> PROBLEM TO WORK ON: Reproduce every line of the entries below verbatim, but leave the pictures out.

= = = = = = =

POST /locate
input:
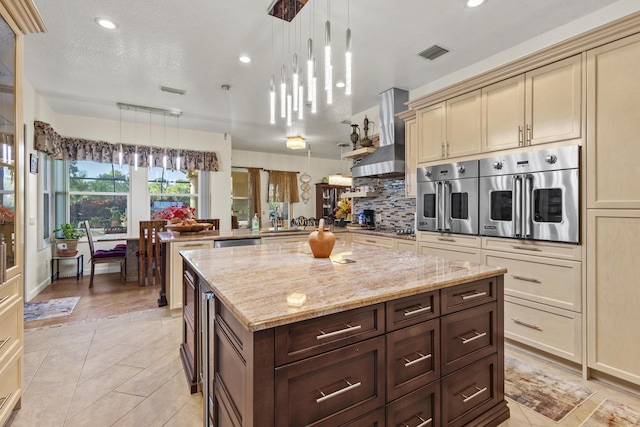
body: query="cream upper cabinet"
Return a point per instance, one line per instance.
(411, 157)
(542, 106)
(432, 132)
(463, 125)
(613, 125)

= = = = = = =

> RESPONSE TO THE EXERCISE:
POST /locate
input:
body: query="cream upper cabinet"
Return a point per instance, one line per instance.
(411, 157)
(542, 106)
(432, 132)
(463, 125)
(613, 125)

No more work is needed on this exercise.